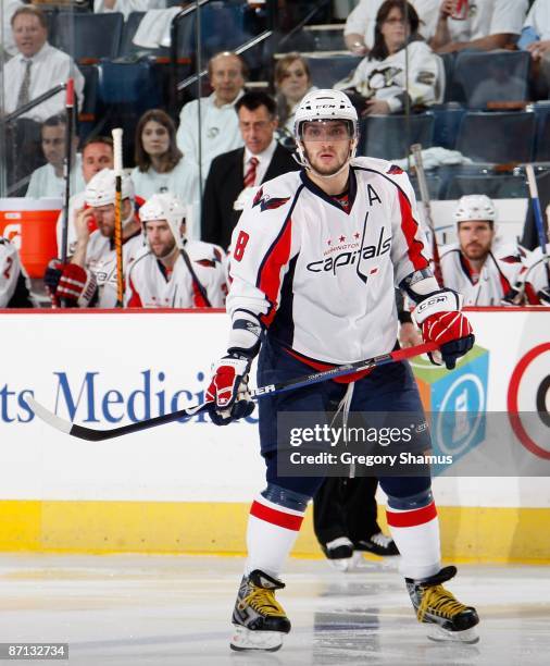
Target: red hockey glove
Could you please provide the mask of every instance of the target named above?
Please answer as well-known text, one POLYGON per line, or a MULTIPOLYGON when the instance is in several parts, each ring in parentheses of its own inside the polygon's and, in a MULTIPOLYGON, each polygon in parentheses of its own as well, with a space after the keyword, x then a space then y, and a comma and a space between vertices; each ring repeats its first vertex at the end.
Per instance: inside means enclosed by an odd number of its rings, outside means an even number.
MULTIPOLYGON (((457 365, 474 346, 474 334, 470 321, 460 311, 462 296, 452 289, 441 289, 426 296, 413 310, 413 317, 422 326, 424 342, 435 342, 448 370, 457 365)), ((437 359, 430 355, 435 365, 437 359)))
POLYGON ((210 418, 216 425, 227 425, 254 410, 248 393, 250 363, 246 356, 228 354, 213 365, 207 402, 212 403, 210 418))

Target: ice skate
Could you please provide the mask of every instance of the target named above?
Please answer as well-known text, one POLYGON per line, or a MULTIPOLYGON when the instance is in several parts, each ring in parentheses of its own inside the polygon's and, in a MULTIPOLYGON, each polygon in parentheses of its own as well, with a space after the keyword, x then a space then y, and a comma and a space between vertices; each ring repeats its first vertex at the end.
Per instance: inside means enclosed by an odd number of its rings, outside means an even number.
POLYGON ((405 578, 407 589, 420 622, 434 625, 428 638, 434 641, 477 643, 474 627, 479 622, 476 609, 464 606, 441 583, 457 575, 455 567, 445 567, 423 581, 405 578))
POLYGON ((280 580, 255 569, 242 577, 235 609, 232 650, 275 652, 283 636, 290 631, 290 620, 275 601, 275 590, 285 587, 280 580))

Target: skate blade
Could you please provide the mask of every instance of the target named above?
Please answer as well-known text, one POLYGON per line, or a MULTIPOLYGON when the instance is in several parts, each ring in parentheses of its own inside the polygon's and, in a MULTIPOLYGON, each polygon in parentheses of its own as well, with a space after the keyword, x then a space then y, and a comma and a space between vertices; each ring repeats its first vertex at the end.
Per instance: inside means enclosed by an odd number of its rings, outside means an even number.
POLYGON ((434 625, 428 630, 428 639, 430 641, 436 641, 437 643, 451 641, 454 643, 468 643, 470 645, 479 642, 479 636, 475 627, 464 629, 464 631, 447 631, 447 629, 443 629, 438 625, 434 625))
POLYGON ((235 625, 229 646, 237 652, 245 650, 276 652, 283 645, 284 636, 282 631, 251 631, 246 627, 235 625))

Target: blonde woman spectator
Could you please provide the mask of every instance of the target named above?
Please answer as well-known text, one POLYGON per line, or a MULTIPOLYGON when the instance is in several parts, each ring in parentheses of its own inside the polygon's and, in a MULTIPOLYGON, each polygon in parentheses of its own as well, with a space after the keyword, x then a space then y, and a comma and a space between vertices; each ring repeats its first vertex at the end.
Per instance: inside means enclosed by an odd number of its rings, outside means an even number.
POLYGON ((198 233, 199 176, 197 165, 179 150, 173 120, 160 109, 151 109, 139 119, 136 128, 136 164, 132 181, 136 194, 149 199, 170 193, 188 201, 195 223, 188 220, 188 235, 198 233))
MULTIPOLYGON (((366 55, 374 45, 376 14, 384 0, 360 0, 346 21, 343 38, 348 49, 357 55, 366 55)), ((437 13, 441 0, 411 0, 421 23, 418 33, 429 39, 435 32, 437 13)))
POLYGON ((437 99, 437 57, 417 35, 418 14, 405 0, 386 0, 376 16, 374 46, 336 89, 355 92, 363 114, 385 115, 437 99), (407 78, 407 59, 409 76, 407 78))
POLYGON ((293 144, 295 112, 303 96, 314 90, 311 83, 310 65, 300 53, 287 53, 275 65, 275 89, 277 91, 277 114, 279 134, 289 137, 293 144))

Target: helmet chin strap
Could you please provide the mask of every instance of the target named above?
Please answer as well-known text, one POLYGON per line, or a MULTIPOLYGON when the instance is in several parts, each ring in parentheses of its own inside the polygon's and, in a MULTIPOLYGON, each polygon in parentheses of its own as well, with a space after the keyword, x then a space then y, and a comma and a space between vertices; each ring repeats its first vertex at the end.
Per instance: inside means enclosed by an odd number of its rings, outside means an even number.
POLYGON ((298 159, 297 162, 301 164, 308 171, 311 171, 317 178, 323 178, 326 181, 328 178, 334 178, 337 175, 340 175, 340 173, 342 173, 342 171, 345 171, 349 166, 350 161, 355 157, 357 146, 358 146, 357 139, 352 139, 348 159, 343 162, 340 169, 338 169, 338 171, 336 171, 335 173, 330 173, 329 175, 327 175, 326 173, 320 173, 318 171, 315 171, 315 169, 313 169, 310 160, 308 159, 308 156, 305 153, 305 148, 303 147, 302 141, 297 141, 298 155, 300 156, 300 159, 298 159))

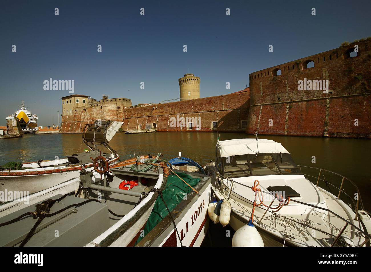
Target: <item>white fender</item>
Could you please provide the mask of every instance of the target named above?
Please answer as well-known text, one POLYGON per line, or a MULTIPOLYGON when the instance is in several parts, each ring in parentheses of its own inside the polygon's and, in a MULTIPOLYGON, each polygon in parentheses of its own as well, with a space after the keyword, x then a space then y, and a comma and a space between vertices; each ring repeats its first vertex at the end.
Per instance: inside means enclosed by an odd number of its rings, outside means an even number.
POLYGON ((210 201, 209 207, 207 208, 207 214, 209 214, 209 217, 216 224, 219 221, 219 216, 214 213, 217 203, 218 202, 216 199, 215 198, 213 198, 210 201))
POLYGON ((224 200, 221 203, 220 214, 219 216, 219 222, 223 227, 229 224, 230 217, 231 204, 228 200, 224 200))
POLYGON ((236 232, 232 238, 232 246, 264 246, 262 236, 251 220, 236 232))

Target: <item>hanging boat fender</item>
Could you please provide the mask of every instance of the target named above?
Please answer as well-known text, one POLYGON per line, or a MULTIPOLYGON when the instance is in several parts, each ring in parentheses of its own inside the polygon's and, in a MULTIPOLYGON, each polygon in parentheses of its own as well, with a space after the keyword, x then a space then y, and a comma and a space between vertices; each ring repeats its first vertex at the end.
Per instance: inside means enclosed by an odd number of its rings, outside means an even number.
☆ ☆ ☆
● Aim
Please write out all the lines above again, substituting "WKT" for every "well-known text" and keeping everything else the same. Leave the pictures out.

● Result of this task
Target: red hockey glove
Could you please provide the mask of every instance of the target named above?
Please answer as WKT, one POLYGON per line, or a MULTIPOLYGON when the instance is in several parts, each ring in parentheses of its own inside the polygon's and, in a MULTIPOLYGON, each polygon in parentheses of its own as well, with a space after the keyword, x then a space then y, and a comma and a space between vertices; each ring repeats its first vertex at the end.
Per instance: inside means enclosed by an odd number of its rings, outside means an even number.
MULTIPOLYGON (((457 365, 474 346, 474 334, 470 321, 460 311, 462 296, 452 289, 441 289, 426 296, 413 310, 413 317, 422 326, 424 342, 435 342, 448 370, 457 365)), ((437 359, 430 355, 435 365, 437 359)))
POLYGON ((210 418, 216 425, 227 425, 254 410, 248 393, 250 363, 246 356, 228 354, 213 365, 207 402, 212 403, 210 418))

Target: ice skate
Could you please provide the mask of every instance of the target named above?
Please answer as WKT, one POLYGON per line, or a MULTIPOLYGON when the instance is in several parts, each ring in parentheses of its own inside the polygon's and, in a MULTIPOLYGON, each polygon in parentheses of its own as well, with a space after the keyword, x then a space then y, and a comma and a space between vertices; each ring repeats its first vertex at the end.
Per instance: inside means enclosed by an odd number of its rings, outside means an even number.
POLYGON ((405 578, 407 589, 420 622, 434 625, 428 638, 434 641, 477 643, 474 627, 479 622, 476 609, 464 606, 441 583, 457 575, 455 567, 445 567, 423 581, 405 578))
POLYGON ((280 580, 255 569, 242 577, 235 609, 232 650, 275 652, 283 636, 290 631, 290 620, 275 601, 275 590, 285 587, 280 580))

Target: skate blade
Could you please provide the mask of every instance of the target named above?
Please answer as WKT, one POLYGON per line, or a MULTIPOLYGON when the instance is in several parts, each ring in parentheses of its own inside the polygon's and, in a MULTIPOLYGON, each polygon in parentheses of its own as well, with a space after the keyword, x then a space then y, and a comma and a space between vertices; each ring repeats its first vertex at the end.
Per instance: inside means enclosed by an odd number of its rings, outside means an even number.
POLYGON ((434 625, 428 630, 428 639, 430 641, 436 641, 437 643, 451 641, 454 643, 468 643, 470 645, 479 642, 479 636, 475 627, 464 629, 464 631, 447 631, 447 629, 443 629, 438 625, 434 625))
POLYGON ((235 625, 229 646, 237 652, 245 650, 276 652, 283 645, 284 636, 282 631, 251 631, 246 627, 235 625))

Target: blonde woman spectator
Could you please provide the mask of every instance of the target named above?
Please answer as WKT, one POLYGON per line, or a MULTIPOLYGON when the instance is in several parts, each ring in parentheses of its own inside the polygon's and, in a MULTIPOLYGON, each polygon in parentheses of its own as well, with a space after the keyword, x then a space then y, and a comma and a space between vertices; each ring repeats its first vertex at the end.
Per instance: inside means enclosed by an odd number of its rings, outside means an even number.
POLYGON ((198 233, 199 176, 197 165, 179 150, 173 120, 160 109, 151 109, 139 119, 136 128, 136 164, 132 181, 136 194, 149 199, 170 193, 188 201, 195 223, 188 220, 188 235, 198 233))
MULTIPOLYGON (((366 55, 374 45, 376 14, 384 0, 360 0, 346 21, 343 38, 348 49, 357 55, 366 55)), ((437 13, 441 0, 411 0, 421 23, 418 33, 429 39, 435 32, 437 13)))
POLYGON ((437 99, 437 57, 417 35, 418 14, 405 0, 386 0, 376 16, 374 46, 336 89, 355 92, 363 114, 385 115, 437 99), (407 78, 407 59, 409 76, 407 78))
POLYGON ((293 144, 295 112, 303 96, 314 90, 311 83, 310 65, 300 53, 287 53, 275 65, 275 89, 277 91, 277 114, 279 134, 289 137, 293 144))

Target: helmet chin strap
Could you please provide the mask of every instance of the target named above?
Please answer as WKT, one POLYGON per line, or a MULTIPOLYGON when the instance is in several parts, each ring in parentheses of its own inside the polygon's and, in a MULTIPOLYGON, each polygon in parentheses of its own as well, with a space after the keyword, x then a space then y, and a comma and a space between vertices; each ring repeats its first vertex at the end.
Per instance: inside means enclosed by an odd number of its rings, outside means an even number.
POLYGON ((298 159, 297 162, 301 164, 308 171, 311 171, 317 178, 323 178, 326 181, 328 178, 334 178, 337 175, 340 175, 340 173, 342 173, 342 171, 345 171, 349 166, 350 161, 355 157, 357 146, 358 146, 357 139, 352 139, 348 159, 343 162, 340 169, 338 169, 338 171, 336 171, 335 173, 330 173, 329 175, 327 175, 326 173, 320 173, 318 171, 315 171, 315 169, 313 169, 310 160, 308 159, 308 156, 305 153, 305 148, 303 147, 302 141, 297 141, 298 155, 300 156, 300 159, 298 159))

Target: <item>white fender</item>
Could you please provide the mask of every instance of the target named above?
Please answer as WKT, one POLYGON per line, or a MULTIPOLYGON when the instance is in several parts, each ring in parentheses of its own inside the polygon's and, in a MULTIPOLYGON, each polygon in parentheses of its own as well, with a space after the keyword, x then a space then y, and a comma and a space between vertices; each ring repeats its first vertex at the end.
Per instance: inside means enclosed by an odd number of its rings, outside means an even number.
POLYGON ((210 201, 209 207, 207 208, 207 214, 209 214, 209 217, 216 224, 219 221, 219 216, 214 213, 217 203, 218 202, 216 199, 215 198, 213 198, 210 201))
POLYGON ((224 200, 221 203, 220 214, 219 216, 219 222, 223 227, 229 224, 230 217, 231 204, 228 200, 224 200))
POLYGON ((236 232, 232 238, 232 246, 264 246, 262 236, 251 220, 236 232))

Target: <item>hanging boat fender</item>
Could you please provide the mask of every instance of the target named above?
Please answer as WKT, one POLYGON per line, or a MULTIPOLYGON when the instance is in several parts, each ring in parentheses of its own inside the polygon's and, in a MULTIPOLYGON, each polygon in parentheses of its own as well, with a space after the keyword, x then a space then y, and a comma and a space between vertices; each ring repeats its first vertex at the end.
Per instance: inside means enclosed by an odd number of its rings, outside means an even number.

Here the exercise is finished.